TRECHO |

****************

Em tendo como parâmetro o acima exposto, para tal vertente doutrinária, evidencia-se, portanto, a necessidade se mitigar os dogmas oriundos do dever de fidelidade em alguns casos específicos, sobretudo naqueles em que comprovadamente se houver afeto recíproco entre mais de duas pessoas e elas comungarem vida em comum com o intuito de constituírem família. Apesar de ser esse um entendimento minoritário, há decisão nesse sentido num dos mais respeitados tribunais do Brasil, o Tribunal de Justiça do Rio Grande do Sul[24].

4.1.4 As relações de afeto paralelas vistas sobre a ótica constitucional do direito de família

Em primeiro lugar, vale lembrar mais uma vez que o princípio basilar do direito de família é o da afetividade. Só se reconhece como entendida familiar aquela entidade que é permeada por afeto.

Nesse sentido, parte da doutrina, ainda que pequena, defende a geração de efeitos jurídicos familiares às relações concubinatárias, tendo como fundamento principal o princípio da dignidade da pessoa humana e o da afetividade, maciçamente citado em situações acima. A principal defensora de tais garantias, atualmente, é a já citada doutrinadora Maria Berenice Dias.

Assim, para os adeptos dessa corrente, é imprescindível reconhecer a existência de tais relações paralelas como entidades familiares, desde que, obviamente, se preencha todos os requisitos necessários para tanto, sob pena de violação de preceitos éticos e de conceder prestígio ao enriquecimento sem causa. Principal defensora dessa corrente, a insigne Maria Berenice Dias, em sua obra Direito das Famílias, defende com veemência a necessidade de se reconhecer a possibilidade de existência de uniões estáveis paralelas aduzindo que a repulsa aos vínculos afetivos concomitantes não os faz desaparecer, e a invisibilidade a que são condenados só privilegia o bígamo (Dias, 2014, p.54).

Importante dizer que, na maioria dos casos, essas relações se estabelecem entre um homem e duas mulheres, pois, nos dizeres de Maria Berenice, as mulheres são as vítimas dessas uniões, pois mesmo depois de despenderem anos de suas vidas em proveito de seus companheiros, ao fim do relacionamento, se vêem sem receber os alimentos, herdar ou ter participação sobre os bens adquiridos durante a união (2014, p.54).

****************

AMOSTRA DE DADOS |
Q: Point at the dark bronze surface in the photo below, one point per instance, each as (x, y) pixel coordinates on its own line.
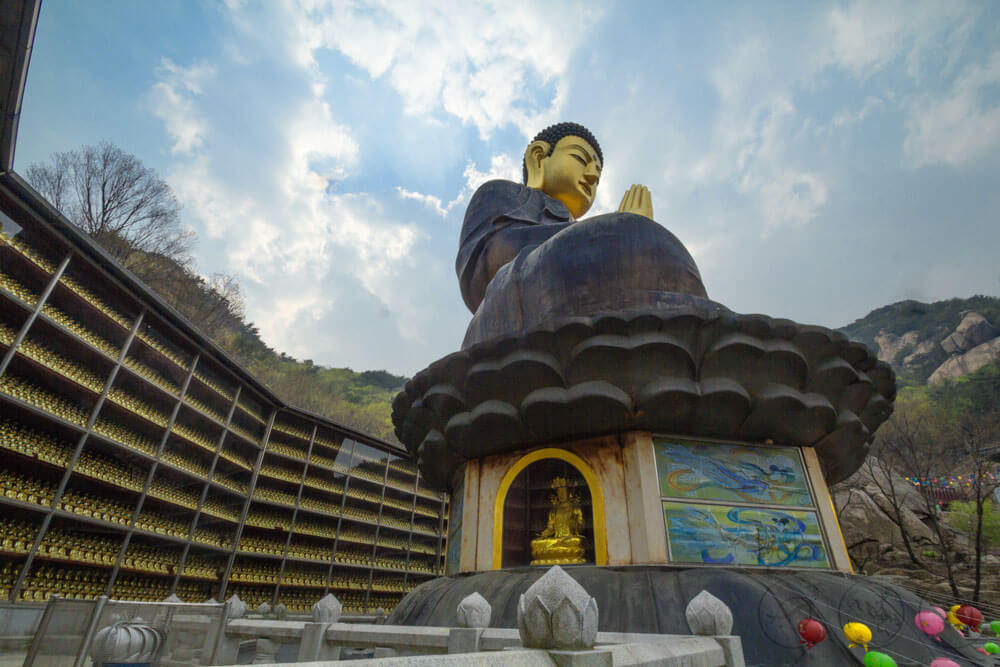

****************

INSTRUÇÕES |
a – Responda com base no trecho sobre relações afetivas paralelas:
(i) Qual tribunal, segundo o trecho, tem decisão no sentido de mitigar o dever de fidelidade?
(ii) Qual é o princípio basilar do direito de família?
(iii) Em qual obra Maria Berenice Dias defende a possibilidade de uniões estáveis paralelas?
b – Segundo Maria Berenice Dias, citada no trecho sobre relações afetivas paralelas, por que as mulheres são as vítimas dessas uniões? Responda em até três frases.
c – Como prosseguiria o trecho sobre relações afetivas paralelas depois de sua última frase? Escreva a continuação.

GABARITO |
a –
(i) O Tribunal de Justiça do Rio Grande do Sul.
(ii) O princípio da afetividade.
(iii) Em Direito das Famílias.

b – Porque, mesmo depois de despenderem anos de suas vidas em proveito de seus companheiros, ao fim do relacionamento se veem sem receber alimentos. Também não herdam nem têm participação sobre os bens adquiridos durante a união.

c –
 Assim, fechar os olhos diante dessas relações que estão presentes de forma significativa em nossa sociedade significa deixar ao desamparo mulheres que se dedicaram muitas das vezes a vida toda a um relacionamento, deixando de trabalhar fora e serem independentes para satisfazer as necessidades de seu companheiro e dos filhos provenientes desse relacionamento. Decisões que negam a existência de ditas relações acabam, em última instância, por ferir o princípio da igualdade e da dignidade da pessoa humana.

Um ponto de importante reflexão situa-se na distinção entre o concubinato supostamente adulterino de boa-fé – a chamada união estável putativa – daquelas situações em que a própria “companheira” tem total ciência do fato do “companheiro” ser casado ou viver em união estável com outra pessoa.

Tem-se como união estável putativa aquela situação onde a concubina não tem ciência do fato impeditivo de seu convivente: por exemplo, uma pessoa se acha vivendo em união estável com outra pessoa casada em data anterior, sem que, para tanto, tenha conhecimento dessa situação.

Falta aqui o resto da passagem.